TASK DESCRIPTION ▸
Reproduce, unaltered, the line with "of the dirt" along with every line that follows it in the records, up to the last.

----- RECORDS SUPPLIED -----

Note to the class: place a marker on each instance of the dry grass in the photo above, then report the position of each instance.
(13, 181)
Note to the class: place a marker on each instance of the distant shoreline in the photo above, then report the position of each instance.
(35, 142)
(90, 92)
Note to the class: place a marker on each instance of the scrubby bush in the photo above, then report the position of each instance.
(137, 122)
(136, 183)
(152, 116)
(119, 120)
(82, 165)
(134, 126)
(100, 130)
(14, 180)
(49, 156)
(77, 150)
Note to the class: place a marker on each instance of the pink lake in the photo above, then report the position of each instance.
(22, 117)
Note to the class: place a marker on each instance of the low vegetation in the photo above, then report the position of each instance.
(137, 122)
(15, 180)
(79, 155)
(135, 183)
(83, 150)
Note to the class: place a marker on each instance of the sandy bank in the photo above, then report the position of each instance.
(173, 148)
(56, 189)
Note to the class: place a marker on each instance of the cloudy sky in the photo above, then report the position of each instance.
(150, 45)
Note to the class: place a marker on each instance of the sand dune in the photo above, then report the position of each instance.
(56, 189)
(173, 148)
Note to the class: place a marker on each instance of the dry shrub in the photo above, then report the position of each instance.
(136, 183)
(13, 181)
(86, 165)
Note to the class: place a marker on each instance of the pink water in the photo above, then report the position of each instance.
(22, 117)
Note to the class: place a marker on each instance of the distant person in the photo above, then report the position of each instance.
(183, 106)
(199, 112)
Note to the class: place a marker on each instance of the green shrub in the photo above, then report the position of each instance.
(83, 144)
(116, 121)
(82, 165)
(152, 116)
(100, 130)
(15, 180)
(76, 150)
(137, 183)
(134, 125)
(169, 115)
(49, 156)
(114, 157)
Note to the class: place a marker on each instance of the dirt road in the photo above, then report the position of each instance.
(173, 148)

-----

RESULT BELOW ▸
Note to the class: place a marker on each instance of the dirt road in the photo above, then report the position of each instance.
(173, 148)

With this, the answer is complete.